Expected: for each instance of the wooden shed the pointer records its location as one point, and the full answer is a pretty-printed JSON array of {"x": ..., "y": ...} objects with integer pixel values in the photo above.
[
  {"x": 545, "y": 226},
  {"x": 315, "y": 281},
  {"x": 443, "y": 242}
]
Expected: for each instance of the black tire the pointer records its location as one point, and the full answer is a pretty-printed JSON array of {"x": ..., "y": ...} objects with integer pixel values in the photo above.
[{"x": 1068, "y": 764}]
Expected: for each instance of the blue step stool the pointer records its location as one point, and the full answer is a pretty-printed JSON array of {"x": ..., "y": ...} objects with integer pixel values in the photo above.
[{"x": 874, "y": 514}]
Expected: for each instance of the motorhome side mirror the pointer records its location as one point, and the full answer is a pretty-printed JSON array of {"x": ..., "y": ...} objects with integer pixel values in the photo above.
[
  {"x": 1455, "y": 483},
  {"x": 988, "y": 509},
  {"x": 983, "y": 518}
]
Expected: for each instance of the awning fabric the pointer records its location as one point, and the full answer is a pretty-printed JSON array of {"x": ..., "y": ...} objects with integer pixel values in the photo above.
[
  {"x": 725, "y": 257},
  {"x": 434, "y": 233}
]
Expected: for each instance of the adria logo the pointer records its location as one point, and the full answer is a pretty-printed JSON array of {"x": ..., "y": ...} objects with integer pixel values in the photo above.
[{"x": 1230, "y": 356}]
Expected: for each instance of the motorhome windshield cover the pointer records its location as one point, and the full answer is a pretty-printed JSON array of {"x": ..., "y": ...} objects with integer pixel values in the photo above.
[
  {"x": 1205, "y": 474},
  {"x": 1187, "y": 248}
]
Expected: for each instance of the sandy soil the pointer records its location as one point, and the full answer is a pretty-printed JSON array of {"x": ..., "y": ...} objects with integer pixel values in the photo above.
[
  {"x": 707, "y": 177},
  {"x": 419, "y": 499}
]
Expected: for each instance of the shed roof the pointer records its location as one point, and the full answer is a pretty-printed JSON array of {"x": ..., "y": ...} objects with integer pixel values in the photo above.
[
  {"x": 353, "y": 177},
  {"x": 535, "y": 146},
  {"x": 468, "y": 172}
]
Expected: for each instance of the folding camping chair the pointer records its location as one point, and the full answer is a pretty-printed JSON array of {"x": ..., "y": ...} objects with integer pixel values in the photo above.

= = = = =

Every line of the records should be reproduced exactly.

§ **EXERCISE SOLUTION**
Expected: for each instance of the wooden shed the pointer records its location as one point, and the full answer is a pretty-printed JSON array of {"x": ..., "y": ...} objects with integer pixel values in the photo above.
[
  {"x": 545, "y": 226},
  {"x": 315, "y": 281},
  {"x": 443, "y": 242}
]
Expected: for each instance of the black tire the pointer records its location as one point, and the full answer is a pretty-printed JSON array of {"x": ..., "y": ...} objects with integer pixel values in the photo above.
[{"x": 1068, "y": 764}]
Expected: for each instance of the blue step stool the pointer records its location as one point, and the full answer is a pretty-printed JSON array of {"x": ..., "y": ...} objects with integer pixel values in the photo above.
[{"x": 874, "y": 514}]
Expected: for each instance of the motorhome side mirror the pointer records its location as one point, and the full answer is a pretty-printed JSON array of {"x": ..., "y": ...} objects with integer pixel values in the photo above.
[
  {"x": 1455, "y": 483},
  {"x": 988, "y": 509},
  {"x": 983, "y": 518}
]
Expected: for each instance of the awning fabric the pointer records its location as one point, and the full answer is a pretty-printed JSON array of {"x": ..., "y": ...} objects with integer pixel values in the photo above.
[
  {"x": 725, "y": 257},
  {"x": 434, "y": 233}
]
Expected: for each instance of the adria logo the pointer records its location as one point, and the full answer is a pretty-printed JSON array of {"x": ..., "y": ...} objects with integer pixel values in the photo above.
[{"x": 1230, "y": 356}]
Expected: for each instance of the motorhome windshield cover the pointer records its location as one point, and the full answer is a pretty-printed JSON array of {"x": ..., "y": ...} objects with integer pixel values in the photo above.
[
  {"x": 1205, "y": 474},
  {"x": 1187, "y": 248}
]
Expected: for each instance of the sandy soil the pointer records its location as one point, and the full answer is a pretty-printed JSON array of {"x": ..., "y": ...} objects with integer pixel values in the photo above.
[
  {"x": 707, "y": 177},
  {"x": 419, "y": 499}
]
Expected: for each instance of the shed roof the pointer records its location as one point, and the full answer is a pretty-printed JSON array of {"x": ..., "y": ...} objects with integer pixel values in the photo above.
[
  {"x": 353, "y": 177},
  {"x": 535, "y": 146},
  {"x": 468, "y": 172}
]
Expected: for each instance of the folding camping chair the pointer records its location as one point, and the full answer is a pretty-printed JSON array of {"x": ..., "y": ...} objects with integer pixel values in the photo above.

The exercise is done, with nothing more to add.